■ STATED EXERCISE:
Render every one of the rows below as a Markdown table with the columns Index and Line, giving each row a number and leaving out any blank lines.

====== DATASET CONTENT ======

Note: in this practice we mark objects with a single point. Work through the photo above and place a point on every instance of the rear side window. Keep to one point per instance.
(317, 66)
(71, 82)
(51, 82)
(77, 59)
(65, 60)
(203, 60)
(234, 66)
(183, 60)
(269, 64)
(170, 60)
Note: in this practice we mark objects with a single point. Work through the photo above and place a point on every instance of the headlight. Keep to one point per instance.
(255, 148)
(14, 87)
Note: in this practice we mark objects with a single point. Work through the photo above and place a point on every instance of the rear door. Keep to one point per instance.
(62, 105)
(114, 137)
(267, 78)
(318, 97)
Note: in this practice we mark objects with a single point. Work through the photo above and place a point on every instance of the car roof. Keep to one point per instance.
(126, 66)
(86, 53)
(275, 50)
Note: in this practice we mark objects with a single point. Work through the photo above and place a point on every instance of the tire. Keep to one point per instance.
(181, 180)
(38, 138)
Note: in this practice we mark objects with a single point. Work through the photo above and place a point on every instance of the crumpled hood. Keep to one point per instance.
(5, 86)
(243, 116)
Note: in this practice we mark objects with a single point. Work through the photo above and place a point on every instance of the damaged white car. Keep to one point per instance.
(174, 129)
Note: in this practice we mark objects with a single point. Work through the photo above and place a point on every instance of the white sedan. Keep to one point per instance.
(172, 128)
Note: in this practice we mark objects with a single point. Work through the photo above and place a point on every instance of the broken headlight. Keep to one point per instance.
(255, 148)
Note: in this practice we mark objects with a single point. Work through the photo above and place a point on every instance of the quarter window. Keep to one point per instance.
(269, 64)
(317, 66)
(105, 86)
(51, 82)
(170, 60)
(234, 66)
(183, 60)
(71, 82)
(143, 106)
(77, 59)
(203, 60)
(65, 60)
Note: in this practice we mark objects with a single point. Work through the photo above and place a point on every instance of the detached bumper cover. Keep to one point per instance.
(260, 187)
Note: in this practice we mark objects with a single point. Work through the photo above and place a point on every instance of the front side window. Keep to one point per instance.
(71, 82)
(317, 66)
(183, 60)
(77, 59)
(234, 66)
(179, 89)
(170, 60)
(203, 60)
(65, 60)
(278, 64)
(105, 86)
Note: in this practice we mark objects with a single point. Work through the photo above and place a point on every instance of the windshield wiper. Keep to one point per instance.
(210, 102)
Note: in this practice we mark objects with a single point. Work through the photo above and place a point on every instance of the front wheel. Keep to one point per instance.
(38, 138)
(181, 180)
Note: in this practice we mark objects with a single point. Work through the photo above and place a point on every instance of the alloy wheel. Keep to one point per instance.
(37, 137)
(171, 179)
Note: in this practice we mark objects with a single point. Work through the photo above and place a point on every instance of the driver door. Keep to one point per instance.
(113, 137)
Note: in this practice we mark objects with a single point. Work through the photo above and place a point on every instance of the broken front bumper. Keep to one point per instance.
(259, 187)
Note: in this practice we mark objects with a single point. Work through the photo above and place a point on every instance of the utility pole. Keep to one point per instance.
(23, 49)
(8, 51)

======

■ EXERCISE RESPONSE:
| Index | Line |
|---|---|
| 1 | Note: in this practice we mark objects with a single point. Work through the photo above and place a point on every instance of the rear side window. Keep to one point per instance. |
| 2 | (317, 66) |
| 3 | (71, 82) |
| 4 | (51, 82) |
| 5 | (77, 59) |
| 6 | (65, 60) |
| 7 | (203, 60) |
| 8 | (234, 66) |
| 9 | (183, 60) |
| 10 | (269, 64) |
| 11 | (170, 60) |
| 12 | Note: in this practice we mark objects with a single point. Work through the photo above and place a point on every instance of the headlight. Keep to one point per instance. |
| 13 | (255, 148) |
| 14 | (14, 87) |
| 15 | Note: in this practice we mark objects with a single point. Work through the photo above and place a point on every instance of the rear door. Keep to one point per instance. |
| 16 | (62, 105) |
| 17 | (114, 137) |
| 18 | (267, 78) |
| 19 | (318, 97) |
| 20 | Note: in this practice we mark objects with a single point. Work through the photo above and place a point on every instance of the car roof. Keep to one point per instance. |
| 21 | (126, 66) |
| 22 | (86, 53) |
| 23 | (275, 50) |
| 24 | Note: in this practice we mark objects with a single point. Work through the photo above and place a point on every instance of the tire. Keep to one point per instance. |
| 25 | (181, 180) |
| 26 | (38, 138) |
| 27 | Note: in this practice we mark objects with a single point. Work through the photo above and place a point on every instance of the crumpled hood. Keep to one point per instance. |
| 28 | (5, 86) |
| 29 | (243, 116) |
| 30 | Note: in this practice we mark objects with a single point. Work through the photo above and place a point on every instance of the damaged white car. Keep to one point per instance. |
| 31 | (174, 129) |
| 32 | Note: in this practice we mark objects with a single point. Work through the photo above and place a point on every instance of the white sedan. Keep to one point per instance. |
| 33 | (172, 128) |
| 34 | Note: in this practice we mark objects with a single point. Work through the photo above and place a point on every instance of the broken headlight. Keep to one point per instance. |
| 35 | (255, 148) |
| 36 | Note: in this practice we mark objects with a single point. Work through the photo above and place a point on every instance of the quarter window. Keep to one point per instance. |
| 37 | (269, 64) |
| 38 | (317, 66) |
| 39 | (105, 86) |
| 40 | (51, 82) |
| 41 | (170, 60) |
| 42 | (234, 66) |
| 43 | (183, 60) |
| 44 | (71, 82) |
| 45 | (143, 106) |
| 46 | (77, 59) |
| 47 | (203, 60) |
| 48 | (65, 60) |
| 49 | Note: in this practice we mark objects with a single point. Work through the photo above and place a point on every instance of the detached bumper cover. Keep to one point per instance. |
| 50 | (260, 187) |
| 51 | Note: in this practice we mark objects with a single point. Work through the photo above and place a point on every instance of the front side window. Keep to one point per instance. |
| 52 | (71, 82) |
| 53 | (317, 66) |
| 54 | (183, 60) |
| 55 | (77, 59) |
| 56 | (234, 66) |
| 57 | (179, 89) |
| 58 | (170, 60) |
| 59 | (203, 60) |
| 60 | (65, 60) |
| 61 | (278, 64) |
| 62 | (105, 86) |
| 63 | Note: in this practice we mark objects with a single point. Work through the photo above and place a point on every instance of the windshield wiper. Keep to one point per instance. |
| 64 | (210, 102) |
| 65 | Note: in this practice we mark objects with a single point. Work through the photo above and place a point on every instance of the front wheel. Keep to one point per instance. |
| 66 | (38, 138) |
| 67 | (181, 180) |
| 68 | Note: in this practice we mark objects with a single point. Work through the photo above and place a point on every instance of the alloy wheel. Keep to one point per instance. |
| 69 | (37, 137) |
| 70 | (171, 179) |
| 71 | Note: in this practice we mark objects with a single point. Work through the photo above and place a point on every instance of the driver door. Keep to one point per instance. |
| 72 | (113, 137) |
| 73 | Note: in this practice we mark objects with a single point. Work through the photo above and place a point on every instance of the broken front bumper. Keep to one point per instance. |
| 74 | (259, 187) |
| 75 | Note: in this practice we mark objects with a single point. Work through the photo above and place a point on every instance of the utility pole. Keep to one point per instance. |
| 76 | (23, 49) |
| 77 | (8, 51) |